## EXERCISE PROMPT
In the forum post below on time-dependent Cox regression, how does the second coding method differ from the first in the number of records per individual?

BookmarkSubscribeRSS Feed
☑ This topic is solved. Need further help from the community? Please sign in and ask a new question.
TomHsiung
Quartz | Level 8

Hello, everyone

 

It is not uncommon that we have to control more than one time-dependent variable in a Cox regression model. A SAS support PDF document teaches two methods to code for a time-dependent Cox model, but, with only one time-dependent variable adjusted (link: https://support.sas.com/resources/papers/proceedings12/168-2012.pdf).

 

The first method involves constructing a special data set for the time-dependent variable data and the example is for only one time-dependent variable. It does not teach what to do if there is more than one such variable.

 

The second method is more advanced, termed "programming statment method". It has only one record for each individual, compared with the first method which has multiple records for each individual.

 

I wonder how to code for the Cox model if there are 2 or more time-dependent variables, by both method 1 and 2. Thank you very much.

## STORED DATA

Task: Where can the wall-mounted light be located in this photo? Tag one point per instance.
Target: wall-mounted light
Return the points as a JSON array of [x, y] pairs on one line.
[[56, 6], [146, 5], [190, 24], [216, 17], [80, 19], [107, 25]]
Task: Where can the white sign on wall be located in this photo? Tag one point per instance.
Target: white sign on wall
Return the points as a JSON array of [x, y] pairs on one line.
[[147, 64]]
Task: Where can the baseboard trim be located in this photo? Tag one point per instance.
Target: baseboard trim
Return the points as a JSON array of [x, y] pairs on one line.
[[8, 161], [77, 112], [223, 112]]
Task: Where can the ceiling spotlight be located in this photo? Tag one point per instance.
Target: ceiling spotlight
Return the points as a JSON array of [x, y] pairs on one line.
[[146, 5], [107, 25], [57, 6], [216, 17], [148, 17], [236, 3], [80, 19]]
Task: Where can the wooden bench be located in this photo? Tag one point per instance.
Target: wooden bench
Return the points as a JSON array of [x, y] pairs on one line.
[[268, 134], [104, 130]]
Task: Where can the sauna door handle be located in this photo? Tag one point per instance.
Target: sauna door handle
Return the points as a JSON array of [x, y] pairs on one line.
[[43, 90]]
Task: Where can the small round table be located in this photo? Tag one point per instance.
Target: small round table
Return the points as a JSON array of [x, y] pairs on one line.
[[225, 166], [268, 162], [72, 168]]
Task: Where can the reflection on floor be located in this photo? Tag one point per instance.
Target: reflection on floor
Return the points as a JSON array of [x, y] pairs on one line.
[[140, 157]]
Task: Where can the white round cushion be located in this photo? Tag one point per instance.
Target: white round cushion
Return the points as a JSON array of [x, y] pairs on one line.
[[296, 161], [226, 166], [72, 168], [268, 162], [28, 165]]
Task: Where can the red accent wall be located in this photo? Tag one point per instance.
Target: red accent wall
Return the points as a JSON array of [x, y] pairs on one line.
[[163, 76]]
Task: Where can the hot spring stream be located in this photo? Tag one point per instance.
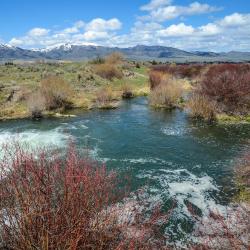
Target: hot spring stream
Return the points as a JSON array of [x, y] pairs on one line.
[[164, 152]]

## WRITTEN SOLUTION
The second method has only one record for each individual, while the first method has multiple records for each individual.